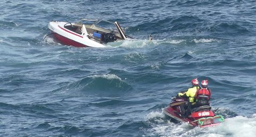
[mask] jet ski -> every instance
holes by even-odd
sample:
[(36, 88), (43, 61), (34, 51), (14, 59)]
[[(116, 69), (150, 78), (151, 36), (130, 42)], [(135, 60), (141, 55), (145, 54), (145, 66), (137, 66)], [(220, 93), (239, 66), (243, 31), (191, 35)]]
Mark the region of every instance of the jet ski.
[(212, 126), (219, 125), (225, 121), (221, 115), (216, 115), (212, 111), (210, 106), (202, 106), (191, 109), (190, 115), (188, 117), (183, 117), (181, 114), (180, 105), (188, 101), (187, 99), (172, 97), (170, 105), (164, 108), (163, 112), (171, 118), (183, 123), (187, 123), (192, 126), (200, 127)]
[(104, 47), (108, 42), (133, 39), (125, 35), (118, 22), (103, 20), (83, 19), (76, 23), (53, 21), (48, 28), (58, 41), (77, 47)]

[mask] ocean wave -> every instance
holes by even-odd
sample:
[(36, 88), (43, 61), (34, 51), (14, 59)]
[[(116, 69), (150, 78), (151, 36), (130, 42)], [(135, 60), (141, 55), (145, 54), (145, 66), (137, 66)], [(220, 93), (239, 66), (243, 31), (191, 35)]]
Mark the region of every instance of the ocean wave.
[(219, 42), (220, 40), (218, 39), (194, 39), (193, 41), (195, 43), (207, 43), (207, 42)]

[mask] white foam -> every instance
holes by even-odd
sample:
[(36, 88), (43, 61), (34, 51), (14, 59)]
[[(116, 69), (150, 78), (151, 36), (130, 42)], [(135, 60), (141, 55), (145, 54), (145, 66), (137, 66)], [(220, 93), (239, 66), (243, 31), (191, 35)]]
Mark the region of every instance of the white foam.
[[(148, 120), (152, 121), (159, 117), (163, 118), (163, 114), (161, 112), (151, 112), (146, 117)], [(187, 123), (175, 124), (161, 119), (148, 122), (153, 127), (144, 130), (146, 136), (238, 137), (255, 136), (256, 135), (256, 114), (252, 115), (251, 118), (238, 116), (227, 118), (219, 125), (204, 128), (193, 128)]]
[(88, 78), (102, 78), (108, 80), (113, 80), (113, 79), (117, 79), (120, 81), (122, 81), (121, 78), (119, 78), (115, 74), (103, 74), (103, 75), (94, 75), (89, 76)]
[(156, 63), (156, 64), (151, 65), (150, 67), (153, 70), (159, 70), (159, 67), (161, 66), (161, 64), (160, 64), (159, 63)]
[(170, 44), (180, 44), (180, 43), (181, 43), (181, 42), (183, 42), (184, 41), (186, 41), (185, 40), (175, 40), (175, 39), (173, 39), (173, 40), (170, 40), (169, 41), (167, 41), (165, 42), (167, 42), (167, 43), (170, 43)]
[(215, 39), (194, 39), (193, 41), (195, 43), (207, 43), (207, 42), (219, 42), (219, 40)]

#### Task details
Could you update the material above by swapping every "Mark the region" for "Outline the area", keeping everything else the same and omitting the pictures?

#### Result of this task
[mask] jet ski -> every instance
holes by even-odd
sample:
[(36, 88), (43, 61), (34, 51), (14, 59)]
[[(116, 69), (150, 78), (151, 36), (130, 42)], [(135, 60), (141, 55), (145, 54), (145, 66), (137, 66)], [(220, 93), (239, 66), (243, 31), (191, 35)]]
Outline the area of every instance of the jet ski.
[(212, 126), (219, 125), (225, 121), (221, 115), (216, 115), (212, 111), (210, 106), (202, 106), (191, 109), (190, 115), (188, 117), (183, 117), (181, 114), (180, 105), (188, 101), (187, 99), (172, 97), (170, 105), (164, 108), (163, 112), (171, 118), (183, 123), (187, 123), (192, 126), (200, 127)]
[(104, 47), (108, 42), (133, 39), (125, 35), (118, 22), (103, 20), (83, 19), (76, 23), (53, 21), (48, 28), (58, 41), (77, 47)]

[mask] ocean wave -> every instance
holes by even-odd
sample:
[(36, 88), (43, 61), (34, 51), (14, 59)]
[[(116, 69), (150, 78), (151, 36), (130, 42)], [(135, 60), (141, 55), (145, 54), (145, 66), (137, 66)], [(220, 93), (239, 66), (243, 31), (191, 35)]]
Outline the area of every instance of the ocean wave.
[(219, 42), (220, 40), (218, 39), (194, 39), (193, 41), (195, 43), (207, 43), (207, 42)]

[mask] white foam -> every instance
holes by even-odd
sample:
[(36, 88), (43, 61), (34, 51), (14, 59)]
[[(116, 69), (150, 78), (151, 36), (130, 42)], [(135, 60), (141, 55), (145, 54), (145, 66), (137, 66)], [(220, 93), (239, 66), (243, 31), (191, 35)]]
Outline the area of every instance of the white foam.
[[(148, 120), (152, 121), (159, 117), (163, 118), (163, 114), (161, 112), (151, 112), (146, 117)], [(187, 123), (175, 124), (161, 119), (148, 122), (153, 127), (144, 130), (146, 136), (238, 137), (255, 136), (256, 135), (256, 114), (252, 115), (251, 118), (238, 116), (227, 118), (219, 125), (204, 128), (193, 128)]]
[(88, 78), (102, 78), (108, 80), (113, 80), (113, 79), (117, 79), (120, 81), (122, 81), (121, 78), (119, 78), (115, 74), (103, 74), (103, 75), (94, 75), (89, 76)]
[(156, 63), (156, 64), (151, 65), (150, 67), (153, 70), (159, 70), (159, 67), (161, 66), (161, 64), (160, 64), (159, 63)]
[(170, 44), (180, 44), (180, 43), (181, 43), (181, 42), (183, 42), (184, 41), (186, 41), (185, 40), (175, 40), (175, 39), (173, 39), (173, 40), (170, 40), (169, 41), (167, 41), (165, 42), (167, 42), (167, 43), (170, 43)]
[(215, 39), (194, 39), (193, 41), (195, 43), (207, 43), (207, 42), (219, 42), (219, 40)]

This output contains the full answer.